■ Article:

[start]

Java Forum / General / November 2005
Bit IO, digests, checksums
Igor Planinc - 15 Nov 2005 15:32 GMT Developing a graph (read: vertex-edge thingy) application I have some decisions to make and I'd appreciate some thoughts on a couple of ... issues.
I'd like to store (into SQL) generated graphs, including their "properties" like colourings, various cycles etc. Graphs are simple (no multiple edges nor loops) and undirected and therefore their structural data can be stored in (halfs of) adjacency matrices (or adjacency lists) with 0/1 values. I would also like those graphs to be quickly retrievable (utilizing an SQL index). As various SQL servers pose restrictions onto sizes of "indexable" fields (MySQL, for example, had 255 char limitation not long ago) I was thinking of computing graph-structure digests and make SQL indices on those.
Now, I'd like to calculate digests using a DigestOutputStream (constructor: DigestOutputStream(OutputStream stream, MessageDigest digest)), so I need: 1. Something like BitOutputStream (to pass as s first argument into above constructor) which implements, say, writeBit(int) or write(boolean). I'd also use such a stream for "serializing" graphs' structural data. I'd also need BitInputStream for "deserializing". I found JFAC's implementation but haven't tested it, yet. Also: are there any other available (noncommercial) implementations out there? Any thoughts on possible (bit-wise) endian issues? 2. As safe (collision-wise) as possible implementation of MessageDigest limited to 255 bytes (or 127, if I decide to store hex notation) computable reasonably fast. And of course implemented in Java, preferably Sun spi in their jre. Does anyone have any experience with those?
I'd appreciate any insight.
Igor Planinc - 15 Nov 2005 15:35 GMT > found JFAC's implementation Make that JFLAC ( http://jflac.sourceforge.net/ ).
Roedy Green - 15 Nov 2005 17:52 GMT >I'd appreciate any insight. Let's say you could index a node with a Java.util.BitSet indicating all the other nodes it is connected to. (I don't think JDBC has any such feature.)
How are you going to generate this key on lookup? You could add it as a BLOB, but the data are useless as a key. You key on node number.
I think what you must do is store edges with start and finish node numbers. Those SQL can find. JSut make sure SQL builds an index on both the start and finish node numbers.

[end]

■ Complete the following:
1 > In the Java forum thread, what size limit did MySQL place on indexable fields not long ago?
2 > Write what comes next in the Java forum thread, starting after its last sentence.
You won't need the listing for any of this.

■ Supplied data:

[start]

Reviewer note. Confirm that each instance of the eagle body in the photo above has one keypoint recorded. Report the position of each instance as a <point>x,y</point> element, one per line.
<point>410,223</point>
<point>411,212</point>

[end]

■ Results for the exercise:
1 > 255 characters.

2 >
Another approach is use a third party package that has solved these problems already. See http://mindprod.com/jgloss/graph.html though I suspect many won't deal with graphs so big they need SQL.
 Signature Canadian Mind Products, Roedy Green. http://mindprod.com Java custom programming, consulting and coaching.
Igor Planinc - 16 Nov 2005 10:38 GMT >>I'd appreciate any insight. > [quoted text clipped - 3 lines] > > How are you going to generate this key on lookup? Like I said: by generating a digest of graphs structural data. I'm using boolean[][] as an adjacency matrix representation (booleans are "enough" since the graphs I'm dealing with are simple and undirected; the structure itself is not square, it's triangular). So, I was thinking of flushing that boolean[][] down some BitOutputStream, generating a digest with DigestOutputStream. I was thinking of making a hex representation (a String of 0,1,...,f) of that digest so that I can make an efficient and robust SQL index.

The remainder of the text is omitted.